## Exercise text
*** Block opens ***

Doctor-patient confidentiality
A question raised in Nova Scotia this week is one that governments and health authorities across the region must grapple with. How can Atlantic Canadian health providers have timely and seamless sharing of health records while still protecting patients’ private information?
There is no question that provinces must have up-to-date medical records systems. In fact, the federal government made electronic record sharing a contingency for the billions it is paying out through bilateral agreements being signed across the country right now.
Until 2020, for example, about 70 per cent of doctors offices in Prince Edward Island were still using paper charts. Now, about 90 per cent of family practitioners have been enrolled in the electronic medical record program, with a patient portal planned this spring.
HEALTH APPS
Newfoundland and Labrador is also about to take its next step in implementing digital records, by launching a website and app in April that will give residents access to their own lab results, prescriptions and other health information.
After a cyberattack held N.L. health records for ransom in 2021, however, patients there and around the region have reason to be cautious about free access to medical information.
“The personal health record leverages the highest privacy standards that we have, and people of the province can be assured that their information is protected,” Steve Greene, of N.L. Health Services, assured those attending an announcement about Myhealthnl.
In Nova Scotia, the Yourhealthns app launched in November, while New Brunswickers were granted access to the mobile Myhealthnb app in January. This service was expanded from a website originally set up so residents could check their COVID-19 test results.

*** Block closes ***

## Stored data
*** Block opens ***

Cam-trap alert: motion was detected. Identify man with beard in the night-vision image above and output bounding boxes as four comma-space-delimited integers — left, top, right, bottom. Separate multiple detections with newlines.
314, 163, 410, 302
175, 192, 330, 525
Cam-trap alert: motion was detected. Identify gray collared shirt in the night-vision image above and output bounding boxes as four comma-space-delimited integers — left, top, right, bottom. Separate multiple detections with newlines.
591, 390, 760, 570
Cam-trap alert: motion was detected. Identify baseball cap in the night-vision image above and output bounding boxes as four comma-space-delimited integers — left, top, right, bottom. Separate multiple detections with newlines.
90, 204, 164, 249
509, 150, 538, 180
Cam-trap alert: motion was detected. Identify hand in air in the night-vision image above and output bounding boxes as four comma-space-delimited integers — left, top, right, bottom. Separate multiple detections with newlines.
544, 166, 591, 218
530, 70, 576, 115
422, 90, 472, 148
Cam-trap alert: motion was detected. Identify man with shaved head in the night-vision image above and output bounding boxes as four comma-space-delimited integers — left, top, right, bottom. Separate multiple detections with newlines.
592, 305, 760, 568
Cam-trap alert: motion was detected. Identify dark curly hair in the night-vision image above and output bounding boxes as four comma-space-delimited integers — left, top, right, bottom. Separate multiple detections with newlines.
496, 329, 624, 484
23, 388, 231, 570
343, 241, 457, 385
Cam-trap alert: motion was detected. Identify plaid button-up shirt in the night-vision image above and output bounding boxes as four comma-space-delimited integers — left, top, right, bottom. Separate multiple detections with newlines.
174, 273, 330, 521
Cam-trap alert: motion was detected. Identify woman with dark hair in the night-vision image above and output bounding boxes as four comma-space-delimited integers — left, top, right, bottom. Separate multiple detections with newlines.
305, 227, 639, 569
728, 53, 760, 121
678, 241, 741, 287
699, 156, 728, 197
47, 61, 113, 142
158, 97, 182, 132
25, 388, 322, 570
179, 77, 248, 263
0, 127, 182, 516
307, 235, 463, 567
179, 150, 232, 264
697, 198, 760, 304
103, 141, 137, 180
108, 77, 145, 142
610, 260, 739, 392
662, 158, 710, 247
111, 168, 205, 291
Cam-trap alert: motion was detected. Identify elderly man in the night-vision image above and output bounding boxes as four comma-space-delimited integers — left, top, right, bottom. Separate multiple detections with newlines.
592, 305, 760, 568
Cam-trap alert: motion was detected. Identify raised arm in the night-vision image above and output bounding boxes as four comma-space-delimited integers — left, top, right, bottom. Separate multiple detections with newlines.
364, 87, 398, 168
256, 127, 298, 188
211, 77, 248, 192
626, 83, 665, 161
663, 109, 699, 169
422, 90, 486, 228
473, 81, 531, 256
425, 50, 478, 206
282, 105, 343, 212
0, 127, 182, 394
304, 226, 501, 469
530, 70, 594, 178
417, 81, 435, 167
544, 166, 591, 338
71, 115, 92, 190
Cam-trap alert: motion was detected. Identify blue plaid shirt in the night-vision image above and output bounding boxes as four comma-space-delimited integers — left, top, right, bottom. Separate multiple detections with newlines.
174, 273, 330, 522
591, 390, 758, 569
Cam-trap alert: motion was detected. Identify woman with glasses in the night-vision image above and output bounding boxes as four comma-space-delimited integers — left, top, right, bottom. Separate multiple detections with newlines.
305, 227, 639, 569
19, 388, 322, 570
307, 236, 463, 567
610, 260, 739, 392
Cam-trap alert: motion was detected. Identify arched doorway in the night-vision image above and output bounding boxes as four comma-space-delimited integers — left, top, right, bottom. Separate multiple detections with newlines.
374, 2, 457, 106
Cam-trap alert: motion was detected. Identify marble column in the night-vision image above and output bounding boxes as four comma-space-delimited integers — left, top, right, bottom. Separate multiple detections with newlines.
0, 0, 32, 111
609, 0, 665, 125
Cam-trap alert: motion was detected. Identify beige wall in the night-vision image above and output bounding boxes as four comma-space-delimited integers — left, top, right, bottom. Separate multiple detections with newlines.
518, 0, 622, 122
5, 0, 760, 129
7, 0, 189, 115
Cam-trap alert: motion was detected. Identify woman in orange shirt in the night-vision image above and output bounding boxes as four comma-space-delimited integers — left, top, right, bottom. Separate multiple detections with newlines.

*** Block closes ***

## Required actions
A – In the health records piece, what share of family practitioners in Prince Edward Island have been enrolled in the electronic medical record program?
B – Please duplicate the part of the health records piece that opens with the words containing "After a cyberattack" and closes with "announcement about Myhealthnl.".
C – Using the health records piece, decide whether each statement agrees with it, and back each yes or no with the deciding words quoted from it: (i) Nova Scotia's Yourhealthns app launched in November. (ii) Until 2020, about half of doctors' offices in Prince Edward Island still used paper charts. (iii) The cyberattack on N.L. health records took place in 2021.
The records are separate material, unconnected to the health records piece.

## Exercise responses
A – About 90 per cent.

B –
After a cyberattack held N.L. health records for ransom in 2021, however, patients there and around the region have reason to be cautious about free access to medical information.
“The personal health record leverages the highest privacy standards that we have, and people of the province can be assured that their information is protected,” Steve Greene, of N.L. Health Services, assured those attending an announcement about Myhealthnl.

C –
(i) Yes: "In Nova Scotia, the Yourhealthns app launched in November"
(ii) No: "about 70 per cent of doctors offices in Prince Edward Island were still using paper charts"
(iii) Yes: "After a cyberattack held N.L. health records for ransom in 2021"